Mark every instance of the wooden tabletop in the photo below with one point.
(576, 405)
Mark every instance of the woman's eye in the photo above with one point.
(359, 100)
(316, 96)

OBJECTIVE -> Could you copy out, word for word, the part of the records above that opens with the line containing "Mark every instance of the woman's" and runs through the end of the records?

ANSWER FOR THIS EXERCISE ->
Mark every instance of the woman's eye in the photo above with one point.
(359, 100)
(316, 96)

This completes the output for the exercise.